EXCERPTED DATA: Begin

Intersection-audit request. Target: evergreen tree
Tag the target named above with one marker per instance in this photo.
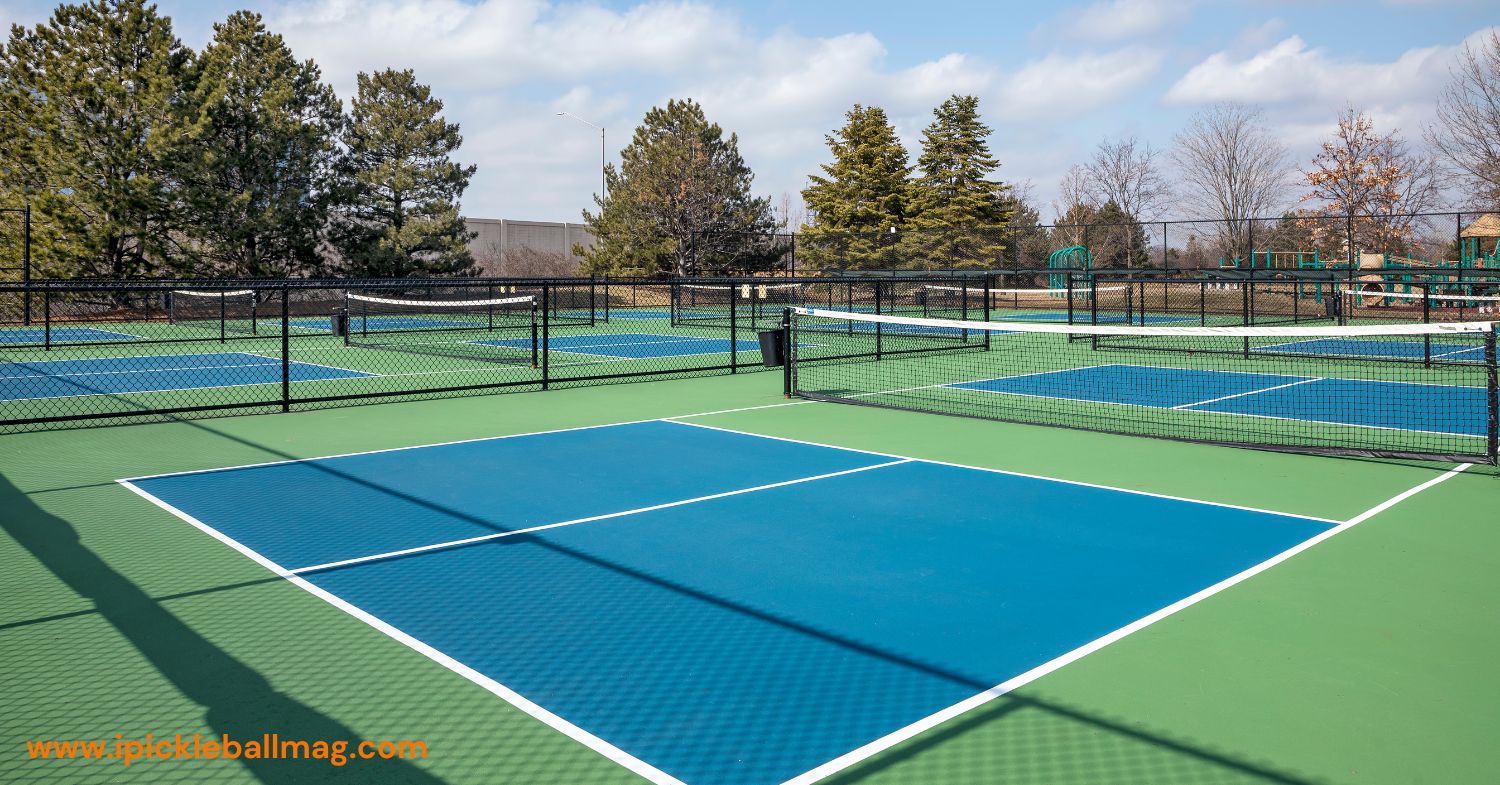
(399, 212)
(957, 213)
(681, 195)
(254, 158)
(86, 114)
(1029, 242)
(863, 195)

EXCERPTED DATA: End

YOUR TASK: Without the pictures, give every line above again exactly.

FINISHED EXERCISE:
Intersection-audit request. Target: evergreen tree
Tag the target named above with one marker per instance in this photo.
(399, 212)
(957, 213)
(681, 195)
(254, 158)
(86, 114)
(1029, 242)
(863, 195)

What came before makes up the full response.